[Bounding-box records]

● ● ● ● ● ● ●

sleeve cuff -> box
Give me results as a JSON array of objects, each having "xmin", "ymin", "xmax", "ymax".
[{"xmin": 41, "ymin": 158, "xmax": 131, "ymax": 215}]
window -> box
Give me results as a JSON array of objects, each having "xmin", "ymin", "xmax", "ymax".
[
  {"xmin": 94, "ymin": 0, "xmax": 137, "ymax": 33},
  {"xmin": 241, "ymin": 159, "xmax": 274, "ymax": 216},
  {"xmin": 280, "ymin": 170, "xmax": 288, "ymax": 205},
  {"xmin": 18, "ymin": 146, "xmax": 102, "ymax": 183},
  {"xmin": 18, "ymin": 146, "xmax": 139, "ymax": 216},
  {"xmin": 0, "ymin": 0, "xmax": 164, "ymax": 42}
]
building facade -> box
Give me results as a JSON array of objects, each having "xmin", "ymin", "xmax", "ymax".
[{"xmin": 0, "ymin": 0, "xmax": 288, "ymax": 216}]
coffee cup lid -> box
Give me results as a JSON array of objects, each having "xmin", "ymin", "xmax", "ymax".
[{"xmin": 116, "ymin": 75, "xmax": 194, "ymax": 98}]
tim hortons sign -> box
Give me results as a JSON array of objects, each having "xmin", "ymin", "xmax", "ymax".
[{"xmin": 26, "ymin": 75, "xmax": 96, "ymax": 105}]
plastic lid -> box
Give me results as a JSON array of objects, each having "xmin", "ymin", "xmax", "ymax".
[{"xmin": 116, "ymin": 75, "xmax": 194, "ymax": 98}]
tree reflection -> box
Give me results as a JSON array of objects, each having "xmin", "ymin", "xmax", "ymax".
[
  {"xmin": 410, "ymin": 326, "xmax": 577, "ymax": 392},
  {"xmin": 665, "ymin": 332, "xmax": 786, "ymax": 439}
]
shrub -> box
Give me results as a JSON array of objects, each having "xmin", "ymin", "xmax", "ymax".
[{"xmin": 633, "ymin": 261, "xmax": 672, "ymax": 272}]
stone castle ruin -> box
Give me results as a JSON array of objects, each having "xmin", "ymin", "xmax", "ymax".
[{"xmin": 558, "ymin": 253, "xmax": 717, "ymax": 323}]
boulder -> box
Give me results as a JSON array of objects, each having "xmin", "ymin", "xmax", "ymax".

● ● ● ● ● ● ●

**Set task**
Present every line of the items above as a Markdown table with two columns, Row and Line, numbering the rows in order and skipping any blank lines.

**Result for this exercise**
| Row | Line |
|---|---|
| 1 | sleeve cuff -> box |
| 2 | Give me results as a JSON array of objects, each having "xmin", "ymin", "xmax", "ymax". |
| 3 | [{"xmin": 41, "ymin": 158, "xmax": 131, "ymax": 215}] |
| 4 | window -> box |
| 5 | Give me results as a JSON array of objects, each having "xmin", "ymin", "xmax", "ymax". |
| 6 | [ |
| 7 |   {"xmin": 94, "ymin": 0, "xmax": 137, "ymax": 33}, |
| 8 |   {"xmin": 241, "ymin": 159, "xmax": 274, "ymax": 216}, |
| 9 |   {"xmin": 280, "ymin": 170, "xmax": 288, "ymax": 205}, |
| 10 |   {"xmin": 18, "ymin": 146, "xmax": 102, "ymax": 183}, |
| 11 |   {"xmin": 18, "ymin": 146, "xmax": 139, "ymax": 216}, |
| 12 |   {"xmin": 0, "ymin": 0, "xmax": 164, "ymax": 42} |
| 13 | ] |
| 14 | building facade -> box |
| 15 | Give me results as a JSON array of objects, each having "xmin", "ymin", "xmax", "ymax". |
| 16 | [{"xmin": 0, "ymin": 0, "xmax": 288, "ymax": 216}] |
| 17 | coffee cup lid -> box |
| 18 | Give me results as a JSON array of objects, each having "xmin", "ymin", "xmax", "ymax". |
| 19 | [{"xmin": 116, "ymin": 75, "xmax": 194, "ymax": 98}] |
| 20 | tim hortons sign -> box |
| 21 | Give me results as a JSON array of objects, each having "xmin", "ymin", "xmax", "ymax". |
| 22 | [{"xmin": 26, "ymin": 75, "xmax": 96, "ymax": 105}] |
| 23 | plastic lid -> box |
| 24 | Give me results as a JSON array of objects, each having "xmin", "ymin", "xmax", "ymax". |
| 25 | [{"xmin": 116, "ymin": 75, "xmax": 194, "ymax": 98}] |
| 26 | tree reflection -> box |
| 27 | Give me results as a JSON array of objects, each having "xmin", "ymin", "xmax", "ymax". |
| 28 | [ |
| 29 |   {"xmin": 410, "ymin": 326, "xmax": 577, "ymax": 392}, |
| 30 |   {"xmin": 665, "ymin": 332, "xmax": 786, "ymax": 439} |
| 31 | ] |
| 32 | shrub -> box |
| 33 | Give me results as a JSON array of objects, each having "xmin", "ymin", "xmax", "ymax". |
| 34 | [{"xmin": 633, "ymin": 261, "xmax": 672, "ymax": 272}] |
| 35 | stone castle ruin -> box |
| 36 | Give me results as a JSON array of objects, each having "xmin", "ymin", "xmax", "ymax". |
| 37 | [{"xmin": 558, "ymin": 253, "xmax": 717, "ymax": 323}] |
| 38 | boulder -> box |
| 39 | Give me results as a JSON array of objects, each having "xmin", "ymin", "xmax", "ymax". |